%%

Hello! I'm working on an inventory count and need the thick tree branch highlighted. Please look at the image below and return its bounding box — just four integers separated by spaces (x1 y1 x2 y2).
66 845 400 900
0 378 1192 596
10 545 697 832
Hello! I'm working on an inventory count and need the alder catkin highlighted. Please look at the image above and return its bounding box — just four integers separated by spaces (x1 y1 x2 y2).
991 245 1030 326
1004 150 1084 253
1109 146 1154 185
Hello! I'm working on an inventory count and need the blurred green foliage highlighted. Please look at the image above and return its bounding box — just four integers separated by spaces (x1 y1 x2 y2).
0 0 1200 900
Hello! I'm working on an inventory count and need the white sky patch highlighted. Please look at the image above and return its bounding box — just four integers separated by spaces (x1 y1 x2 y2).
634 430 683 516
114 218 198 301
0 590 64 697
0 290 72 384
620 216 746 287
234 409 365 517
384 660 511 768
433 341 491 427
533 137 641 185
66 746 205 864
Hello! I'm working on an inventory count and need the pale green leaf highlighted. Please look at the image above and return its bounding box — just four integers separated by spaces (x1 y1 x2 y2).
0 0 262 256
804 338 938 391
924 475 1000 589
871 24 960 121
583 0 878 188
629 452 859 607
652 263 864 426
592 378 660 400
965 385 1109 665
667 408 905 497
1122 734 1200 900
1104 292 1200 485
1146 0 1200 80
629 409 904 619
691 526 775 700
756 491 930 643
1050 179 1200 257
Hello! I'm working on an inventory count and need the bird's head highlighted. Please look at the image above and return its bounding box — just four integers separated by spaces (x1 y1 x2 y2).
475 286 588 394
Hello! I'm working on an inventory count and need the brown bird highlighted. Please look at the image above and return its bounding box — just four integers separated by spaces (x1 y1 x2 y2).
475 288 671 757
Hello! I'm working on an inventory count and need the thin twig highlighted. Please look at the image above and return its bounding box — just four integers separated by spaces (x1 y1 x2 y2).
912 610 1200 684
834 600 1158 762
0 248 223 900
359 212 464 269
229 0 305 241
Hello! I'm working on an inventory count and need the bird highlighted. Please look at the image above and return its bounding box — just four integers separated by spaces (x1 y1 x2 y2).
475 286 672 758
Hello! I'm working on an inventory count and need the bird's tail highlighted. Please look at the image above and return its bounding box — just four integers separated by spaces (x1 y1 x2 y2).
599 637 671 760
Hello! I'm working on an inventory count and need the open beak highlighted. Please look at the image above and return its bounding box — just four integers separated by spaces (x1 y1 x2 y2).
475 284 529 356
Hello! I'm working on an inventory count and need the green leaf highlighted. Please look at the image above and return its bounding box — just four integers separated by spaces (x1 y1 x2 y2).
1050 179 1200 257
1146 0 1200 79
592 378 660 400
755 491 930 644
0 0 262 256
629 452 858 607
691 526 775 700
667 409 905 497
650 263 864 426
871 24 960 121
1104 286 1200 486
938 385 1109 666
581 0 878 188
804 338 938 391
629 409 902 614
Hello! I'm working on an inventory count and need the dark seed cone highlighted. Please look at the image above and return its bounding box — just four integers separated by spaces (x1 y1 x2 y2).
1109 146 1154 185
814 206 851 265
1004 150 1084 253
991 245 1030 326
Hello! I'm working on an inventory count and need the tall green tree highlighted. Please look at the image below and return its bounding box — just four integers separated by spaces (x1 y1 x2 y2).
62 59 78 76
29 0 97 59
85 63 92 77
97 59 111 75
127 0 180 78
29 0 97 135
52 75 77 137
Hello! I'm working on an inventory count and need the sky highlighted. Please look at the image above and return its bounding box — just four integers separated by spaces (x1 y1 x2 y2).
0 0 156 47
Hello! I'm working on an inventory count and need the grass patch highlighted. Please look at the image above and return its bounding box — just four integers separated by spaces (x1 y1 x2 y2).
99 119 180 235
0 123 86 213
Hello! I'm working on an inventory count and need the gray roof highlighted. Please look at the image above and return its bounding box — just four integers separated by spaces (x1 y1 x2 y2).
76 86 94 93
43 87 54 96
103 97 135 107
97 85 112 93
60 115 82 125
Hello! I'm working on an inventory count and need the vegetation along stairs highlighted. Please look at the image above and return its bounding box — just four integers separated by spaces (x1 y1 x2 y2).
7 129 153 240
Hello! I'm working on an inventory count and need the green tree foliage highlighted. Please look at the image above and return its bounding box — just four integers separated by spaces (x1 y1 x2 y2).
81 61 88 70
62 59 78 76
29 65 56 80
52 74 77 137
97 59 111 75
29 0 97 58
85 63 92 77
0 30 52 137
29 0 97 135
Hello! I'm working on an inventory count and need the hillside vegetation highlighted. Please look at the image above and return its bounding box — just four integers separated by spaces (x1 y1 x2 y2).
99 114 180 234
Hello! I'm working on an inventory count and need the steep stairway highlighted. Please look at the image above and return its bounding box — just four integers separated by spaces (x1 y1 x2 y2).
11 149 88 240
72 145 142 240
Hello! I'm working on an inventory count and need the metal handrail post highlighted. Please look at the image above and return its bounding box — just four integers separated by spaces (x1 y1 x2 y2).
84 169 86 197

%%

> _PROBLEM DETAILS_
Edit all of the data above by changing each "inventory count" to "stock audit", keeping every other part the same.

> _THE RESPONSE_
Hello! I'm working on an stock audit and need the thick tree branch highlighted. Please look at the image below and return its bounding box — just four integers separated by spaces (x1 y1 x2 y2).
66 845 400 900
0 378 1192 596
10 545 697 832
Hello! I'm working on an stock audit and need the alder catkin highlighted. Please look at the image above and return its bounding box — just four integers separated by spaces (x1 y1 x2 y2).
991 245 1030 326
1004 150 1084 253
1109 146 1154 185
Hello! I'm working on an stock audit and need the blurred green foliage highlighted. Please look at the image above and return its bounding box — just four integers separated by spaces (x1 y1 x2 y2).
0 0 1200 900
Hello! I'm working on an stock audit and need the white sky patch highlighted. Please look at the image above and return its bounding box — just four integers separated by spaces (x1 y1 x2 y2).
634 430 683 516
114 218 198 301
0 590 64 697
0 290 72 384
620 216 746 287
234 409 365 517
384 660 511 768
433 341 491 427
533 137 641 185
66 746 205 864
Hello! I'm working on an stock audit and need the pale green leaf highlighted. Please look at the image above and return its bounding box — just four integers separated by spaces (x1 y1 x2 y2).
0 0 262 256
804 338 938 391
924 475 1000 589
871 24 960 121
583 0 878 188
629 452 859 607
652 263 864 426
592 378 660 400
965 385 1109 665
667 408 905 497
1122 734 1200 900
1104 292 1200 485
1146 0 1200 80
629 409 904 619
691 526 775 700
756 491 930 643
1050 179 1200 257
Hello! I'm working on an stock audit and need the bird's head highlighted. Please look at the image above and return its bounding box — just four integers separated by spaces (x1 y1 x2 y2).
475 286 588 394
Hello! I'm working on an stock audit and need the brown bird highlighted. Please look at the image above and return its bounding box — just four integers separated by spaces (x1 y1 x2 y2).
475 288 671 757
Hello! I'm working on an stock audit and need the thin twig highlighted. Please look at the image above and return its bounding box — just four integers separated by spaces (x1 y1 x2 y2).
912 610 1200 684
834 600 1158 762
0 248 223 900
359 212 464 269
229 0 305 241
Hello! I'm working on an stock audit and need the bird highlighted. Please look at the image above and return its bounding box — just four integers separated by spaces (x1 y1 x2 y2).
475 286 672 758
Hello! I'm working on an stock audit and need the bird's tail highlighted. Please look at the image above and return its bounding box — just four integers separated by spaces (x1 y1 x2 y2).
599 637 671 760
Hello! I'm working on an stock audit and need the open beak highlighted. Please look at the image above and return its bounding box — just four integers separated by spaces (x1 y1 x2 y2).
475 284 529 356
Hello! I'm working on an stock audit and need the green leaf highlighted. Please look at the image above and return its bounding box — just four integers separated by spaces (x1 y1 x2 y2).
1050 179 1200 257
1146 0 1200 79
592 378 660 400
755 491 930 644
0 0 262 256
629 452 858 607
691 526 775 700
667 409 905 497
650 263 864 426
871 24 960 121
1104 286 1200 486
938 385 1109 666
581 0 878 188
804 338 938 391
629 409 902 614
Hello! I'm working on an stock audit and need the dark seed cone highlighted. Please look at the image above and return its bounding box — just four integers separated by spaces (x1 y1 x2 y2).
1109 146 1154 185
814 206 851 265
1004 150 1084 253
991 245 1030 326
Hello! I'm working on an stock audit and need the tall green tree highlighted. Please look at the image below and return its bounding box — just four integers separated by spaces (x1 y1 x2 y2).
62 59 78 76
29 0 97 59
85 63 92 77
97 59 111 75
127 0 180 78
29 0 97 135
52 75 77 137
Hello! I'm working on an stock audit and need the sky highlighted. Please look at the image above and return its bounding box — just four integers separated by spaces (x1 y1 x2 y2).
0 0 156 47
Hello! I'm working on an stock audit and need the grass patch highlighted. Please look at the image above and return its bounding box — just four integers separated by spaces (x1 y1 x2 y2).
99 119 180 235
0 123 86 213
Hello! I'm working on an stock audit and need the gray roof highlighted. Please look at the image above and return its bounding box — just four integers separated by spaces (x1 y1 x2 y2).
76 86 94 93
43 87 54 96
103 97 135 107
97 85 112 93
60 115 82 125
Hello! I'm working on an stock audit and need the vegetation along stairs highlighted. Please look at the image above and return its bounding box — just four integers separated by spaces (x1 y1 x2 y2).
7 129 153 240
Hello! I'm working on an stock audit and need the green tree foliage highlighted. Please look at the image above and return its bounding box — just four integers separated by spaces (x1 y1 x2 y2).
81 61 88 70
62 59 78 76
29 65 56 80
52 74 77 137
97 59 111 75
29 0 97 58
85 63 92 77
0 30 52 137
29 0 97 135
Hello! I'm working on an stock audit and need the hillside vegetation highlighted. Please look at the image above and return its bounding box — just four integers separated by spaces (x1 y1 x2 y2).
99 114 180 234
Hello! I'm working on an stock audit and need the steep stairway highlighted. Please look at the image above and return its bounding box — just four integers separated by spaces (x1 y1 x2 y2).
11 149 88 240
72 145 142 240
Hello! I'm working on an stock audit and need the metal handrail post highlighted. Please look at the image above and return its bounding box — just four integers separated by spaces (x1 y1 x2 y2).
84 169 86 197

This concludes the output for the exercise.